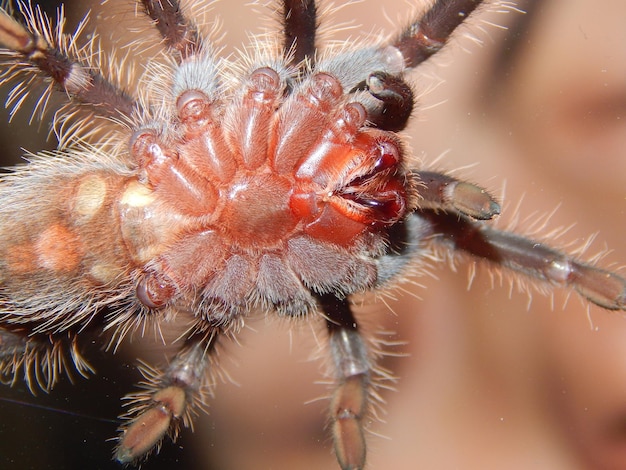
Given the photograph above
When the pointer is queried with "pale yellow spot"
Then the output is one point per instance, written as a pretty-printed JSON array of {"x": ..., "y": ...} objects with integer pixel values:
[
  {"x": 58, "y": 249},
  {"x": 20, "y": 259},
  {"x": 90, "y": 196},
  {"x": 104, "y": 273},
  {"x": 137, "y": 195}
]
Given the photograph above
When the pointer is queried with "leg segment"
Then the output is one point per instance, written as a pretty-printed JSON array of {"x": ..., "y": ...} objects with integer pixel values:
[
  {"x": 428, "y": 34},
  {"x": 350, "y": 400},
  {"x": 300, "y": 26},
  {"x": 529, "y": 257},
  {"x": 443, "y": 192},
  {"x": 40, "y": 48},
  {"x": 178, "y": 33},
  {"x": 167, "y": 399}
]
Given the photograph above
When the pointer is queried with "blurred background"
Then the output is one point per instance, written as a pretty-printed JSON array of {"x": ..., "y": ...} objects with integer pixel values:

##########

▶ Aim
Reproduce every line of the entries above verbatim, omitting the pictures.

▶ Task output
Given the photograph above
When the pointer is queried with "pale yellow spot"
Then the output is one point per instance, written as a pretty-printed JSON array of {"x": ..., "y": ...} objects with integer pixel values:
[
  {"x": 58, "y": 249},
  {"x": 20, "y": 259},
  {"x": 90, "y": 196},
  {"x": 104, "y": 273},
  {"x": 137, "y": 195}
]
Given the photograph above
When the pointer is queried with "leg segment"
Then the output is one point per instance, written as a pretty-printed JSON array of {"x": ..., "y": ...} objects with integer pixel values:
[
  {"x": 428, "y": 34},
  {"x": 350, "y": 400},
  {"x": 300, "y": 26},
  {"x": 529, "y": 257},
  {"x": 443, "y": 192},
  {"x": 40, "y": 48},
  {"x": 178, "y": 33},
  {"x": 167, "y": 399}
]
Given the photograph above
When the pointer is queried with "blurred background"
Then the output is one point per instance, written as a pretty-printed JSON array of {"x": ..., "y": ...} objects with integer pixel values:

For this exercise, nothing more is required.